Copyright law is a fascinating topic. I considered (note the past tense) myself well versed on it, but this issue has brought up parts I was not aware of. Before retirement, I was a professional engineer. I reviewed and signed off on code copyright filings and software patents. I'm also a multiply published photographer, who has had to deal with infringement of my works, and non-exclusive usage rights issues.
I wasn't aware that recipes were not copyrightable. But I should have expected it. Formulas and processes are patented, not copyrighted. And a recipe is simply a formula and process for making something edible instead of steel, a battery or more timely, a vaccine. Unfortunately, while copyright (in the US at least), is automatic from the moment something exists in fixed form (printed, emailed, recorded, etc.), and relatively inexpensive to register, patents require extensive, expensive legal work. That's fine if you are patenting a way to make a great battery which will make millions or billions. But you can't very well aplly for 100 patents, 1 for each recipe in your cookbook! The filing fees alone, without the preceding legal work, would kill you.
So I am left with a little confusion. I remember an article from years ago about one brother suing another for infringement, when they had both used family recipes to create restaurants, and one had copyrighted the recipes. I think I remember the judgement being that the sued brother must change the recipe by 10%.

• **REQUIRED WORK**: In the passage on copyright, what did the writer work as before retirement?

• **PROVIDED MATERIAL**:
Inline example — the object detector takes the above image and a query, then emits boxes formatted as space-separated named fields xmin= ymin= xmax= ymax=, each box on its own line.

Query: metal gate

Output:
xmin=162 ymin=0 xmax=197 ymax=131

• **OUTPUT OF THE TASK**: A professional engineer.